**WHAT IS ASKED**
Find every line in the listing below that contains the string "center" and copy each of those lines. Matching is case-sensitive.
┌──
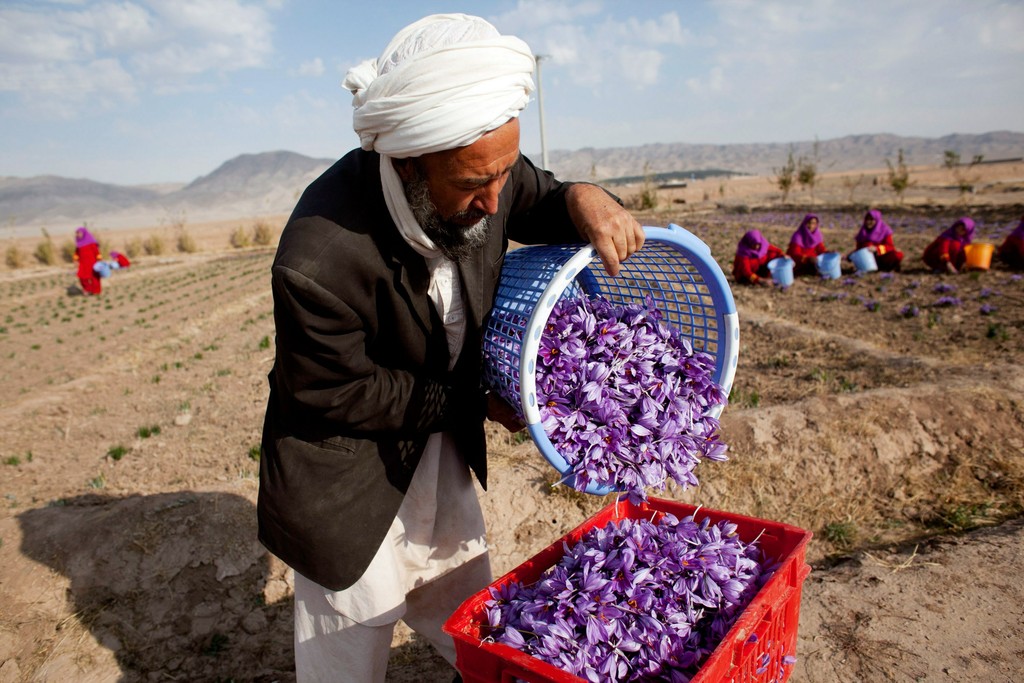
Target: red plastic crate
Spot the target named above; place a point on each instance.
(767, 626)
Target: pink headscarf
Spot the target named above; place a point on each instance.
(753, 245)
(876, 235)
(803, 237)
(950, 232)
(83, 238)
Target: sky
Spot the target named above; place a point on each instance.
(144, 91)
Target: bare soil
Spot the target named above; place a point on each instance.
(130, 423)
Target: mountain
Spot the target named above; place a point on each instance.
(270, 182)
(52, 199)
(843, 154)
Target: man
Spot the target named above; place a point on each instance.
(382, 280)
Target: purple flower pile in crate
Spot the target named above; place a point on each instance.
(624, 397)
(634, 600)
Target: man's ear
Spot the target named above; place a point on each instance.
(406, 168)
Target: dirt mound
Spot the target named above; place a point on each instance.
(129, 465)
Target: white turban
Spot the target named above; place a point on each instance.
(441, 83)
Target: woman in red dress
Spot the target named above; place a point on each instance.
(750, 266)
(946, 253)
(1012, 249)
(87, 253)
(120, 259)
(805, 246)
(876, 236)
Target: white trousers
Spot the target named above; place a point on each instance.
(330, 646)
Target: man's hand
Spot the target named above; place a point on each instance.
(613, 231)
(499, 411)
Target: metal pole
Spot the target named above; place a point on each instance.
(540, 107)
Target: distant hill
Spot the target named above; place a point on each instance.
(843, 154)
(270, 182)
(52, 199)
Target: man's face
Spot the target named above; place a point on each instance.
(453, 193)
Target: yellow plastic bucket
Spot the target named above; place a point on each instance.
(979, 256)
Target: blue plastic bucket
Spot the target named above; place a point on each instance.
(863, 260)
(781, 270)
(674, 268)
(829, 265)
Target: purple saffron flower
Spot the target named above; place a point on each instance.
(636, 600)
(624, 397)
(909, 310)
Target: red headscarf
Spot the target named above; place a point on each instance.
(83, 238)
(803, 237)
(950, 231)
(753, 245)
(876, 235)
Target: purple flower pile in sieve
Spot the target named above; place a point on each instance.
(624, 397)
(635, 600)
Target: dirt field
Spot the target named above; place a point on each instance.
(131, 422)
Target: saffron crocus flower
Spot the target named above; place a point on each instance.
(634, 600)
(624, 397)
(909, 310)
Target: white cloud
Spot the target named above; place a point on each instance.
(311, 68)
(109, 51)
(609, 53)
(530, 14)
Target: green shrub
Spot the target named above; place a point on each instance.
(186, 243)
(240, 239)
(46, 253)
(154, 246)
(14, 257)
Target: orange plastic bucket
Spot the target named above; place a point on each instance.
(979, 256)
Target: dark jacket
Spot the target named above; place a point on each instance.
(360, 377)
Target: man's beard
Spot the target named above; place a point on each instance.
(456, 242)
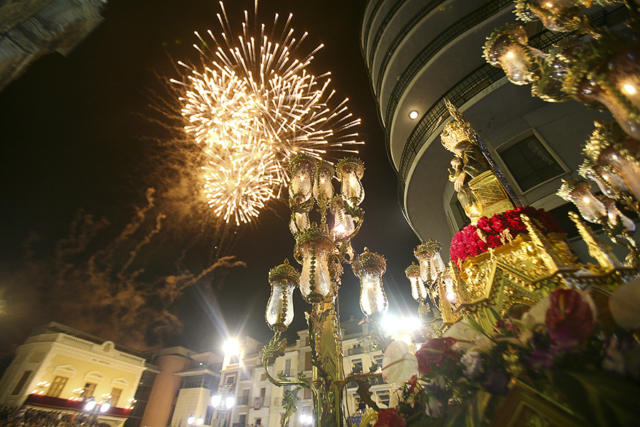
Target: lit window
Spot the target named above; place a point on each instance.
(115, 396)
(88, 390)
(530, 162)
(55, 389)
(18, 388)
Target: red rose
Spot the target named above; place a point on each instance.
(569, 317)
(389, 418)
(413, 383)
(494, 241)
(435, 351)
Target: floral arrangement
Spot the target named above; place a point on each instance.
(558, 348)
(496, 231)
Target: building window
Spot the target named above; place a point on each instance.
(530, 162)
(383, 398)
(56, 386)
(377, 359)
(192, 382)
(230, 380)
(115, 396)
(88, 390)
(244, 399)
(20, 385)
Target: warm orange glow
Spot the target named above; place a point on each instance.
(252, 106)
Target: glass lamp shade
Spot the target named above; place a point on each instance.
(579, 193)
(590, 92)
(344, 224)
(369, 268)
(616, 217)
(612, 179)
(302, 175)
(449, 288)
(609, 146)
(283, 279)
(508, 49)
(436, 263)
(312, 251)
(350, 172)
(323, 187)
(418, 290)
(425, 254)
(588, 170)
(299, 222)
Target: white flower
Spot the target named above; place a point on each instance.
(624, 304)
(398, 363)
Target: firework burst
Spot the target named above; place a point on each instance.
(253, 105)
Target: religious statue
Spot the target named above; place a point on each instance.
(479, 191)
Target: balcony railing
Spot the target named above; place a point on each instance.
(443, 39)
(471, 85)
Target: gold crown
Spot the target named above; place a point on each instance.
(569, 186)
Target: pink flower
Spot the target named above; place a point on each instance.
(569, 316)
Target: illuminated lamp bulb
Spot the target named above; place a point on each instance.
(283, 279)
(323, 187)
(344, 225)
(350, 172)
(436, 263)
(312, 251)
(300, 217)
(449, 288)
(369, 268)
(425, 256)
(216, 399)
(230, 401)
(302, 171)
(418, 290)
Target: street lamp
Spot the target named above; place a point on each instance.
(322, 248)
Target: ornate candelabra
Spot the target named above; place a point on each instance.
(598, 70)
(322, 250)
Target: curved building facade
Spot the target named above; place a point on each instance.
(420, 52)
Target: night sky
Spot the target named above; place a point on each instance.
(79, 137)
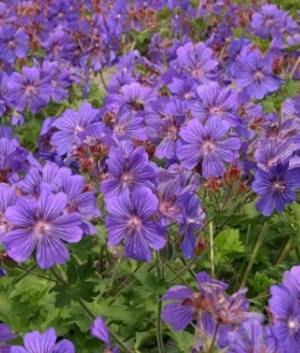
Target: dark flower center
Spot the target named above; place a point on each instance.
(11, 44)
(30, 90)
(277, 186)
(259, 75)
(208, 147)
(41, 228)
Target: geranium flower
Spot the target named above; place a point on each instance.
(206, 143)
(35, 342)
(41, 225)
(254, 74)
(276, 187)
(130, 218)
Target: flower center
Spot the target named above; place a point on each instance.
(11, 44)
(78, 129)
(293, 325)
(30, 90)
(208, 147)
(277, 186)
(269, 22)
(259, 75)
(119, 129)
(215, 110)
(41, 228)
(135, 223)
(126, 178)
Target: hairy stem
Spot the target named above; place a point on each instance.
(212, 255)
(159, 337)
(258, 244)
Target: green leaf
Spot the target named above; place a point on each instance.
(290, 87)
(261, 282)
(228, 242)
(184, 340)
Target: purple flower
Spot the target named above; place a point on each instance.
(49, 176)
(127, 173)
(28, 89)
(254, 73)
(196, 60)
(268, 21)
(60, 79)
(41, 224)
(74, 127)
(193, 217)
(127, 126)
(276, 187)
(168, 126)
(83, 203)
(13, 44)
(7, 198)
(286, 313)
(189, 305)
(3, 91)
(100, 330)
(181, 312)
(213, 101)
(206, 143)
(13, 159)
(5, 335)
(183, 88)
(135, 96)
(270, 153)
(130, 218)
(35, 342)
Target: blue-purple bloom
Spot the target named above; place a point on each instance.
(7, 198)
(41, 225)
(285, 310)
(100, 331)
(13, 44)
(127, 172)
(276, 187)
(28, 89)
(197, 61)
(36, 342)
(267, 21)
(5, 335)
(206, 144)
(130, 218)
(214, 101)
(254, 74)
(74, 126)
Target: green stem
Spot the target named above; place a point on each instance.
(177, 276)
(159, 336)
(213, 339)
(294, 69)
(102, 80)
(212, 256)
(242, 199)
(29, 272)
(227, 197)
(56, 275)
(285, 252)
(118, 341)
(186, 268)
(258, 244)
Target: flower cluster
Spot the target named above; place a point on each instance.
(226, 322)
(211, 117)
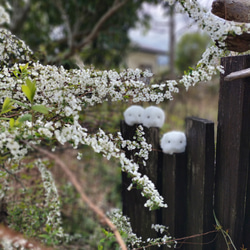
└──
**FINISHED EXERCISE**
Target: dark flower center
Target: flower center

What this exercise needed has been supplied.